[[ DATA EXTRACT, beginning ]]
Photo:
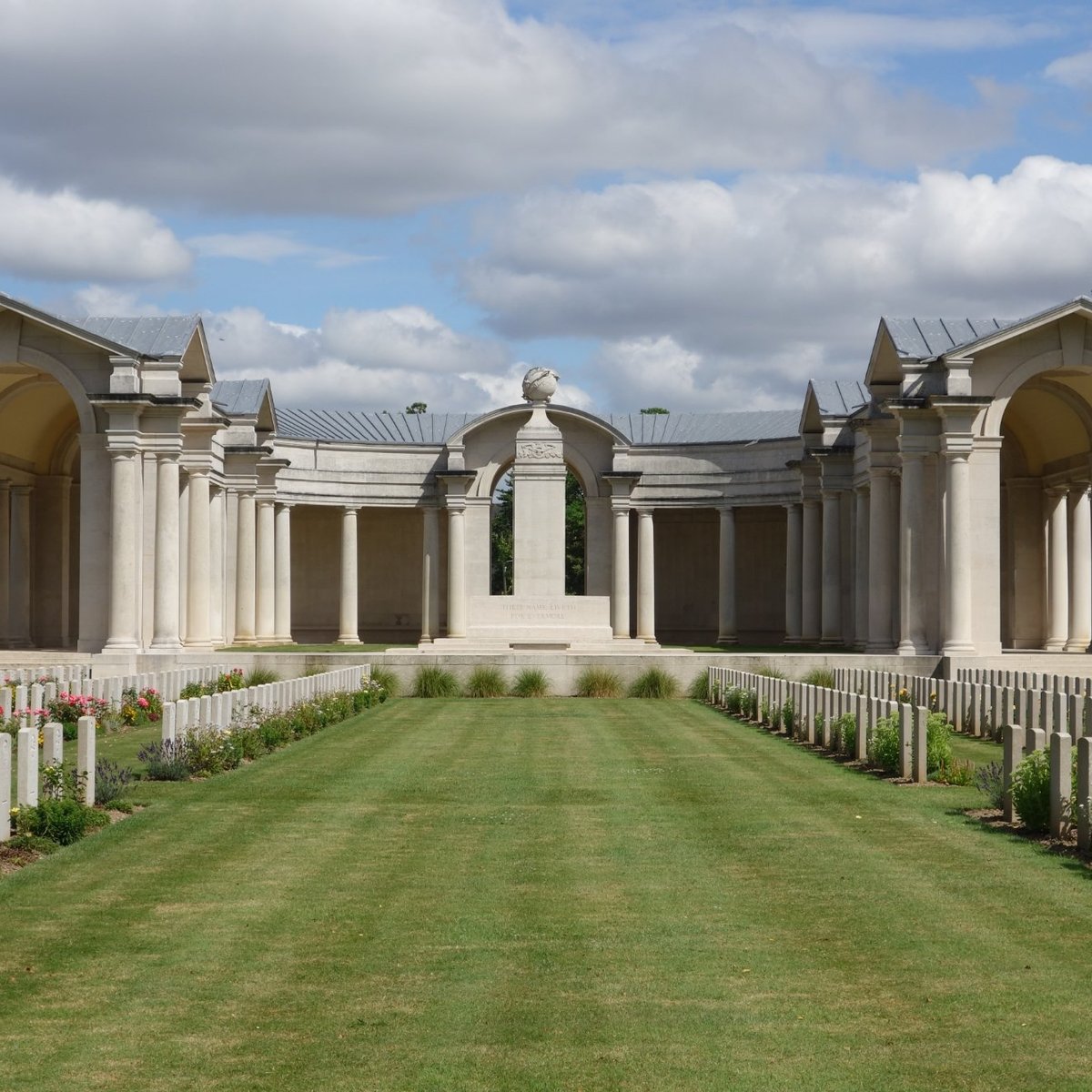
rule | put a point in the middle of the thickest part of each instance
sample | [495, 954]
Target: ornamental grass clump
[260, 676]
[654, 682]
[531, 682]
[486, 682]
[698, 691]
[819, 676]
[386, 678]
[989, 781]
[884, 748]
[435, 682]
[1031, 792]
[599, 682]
[[ DATA EXTRACT, end ]]
### WHAT IS EXPECTED
Would you write each entry out again exactly, omitting the images?

### RESPONSE
Photo:
rule | put a point in the middle of the thickest part of each instance
sample | [495, 954]
Target: ornamental grass clump
[260, 676]
[654, 682]
[531, 682]
[486, 682]
[698, 691]
[819, 676]
[386, 678]
[989, 781]
[884, 748]
[435, 682]
[1031, 792]
[599, 682]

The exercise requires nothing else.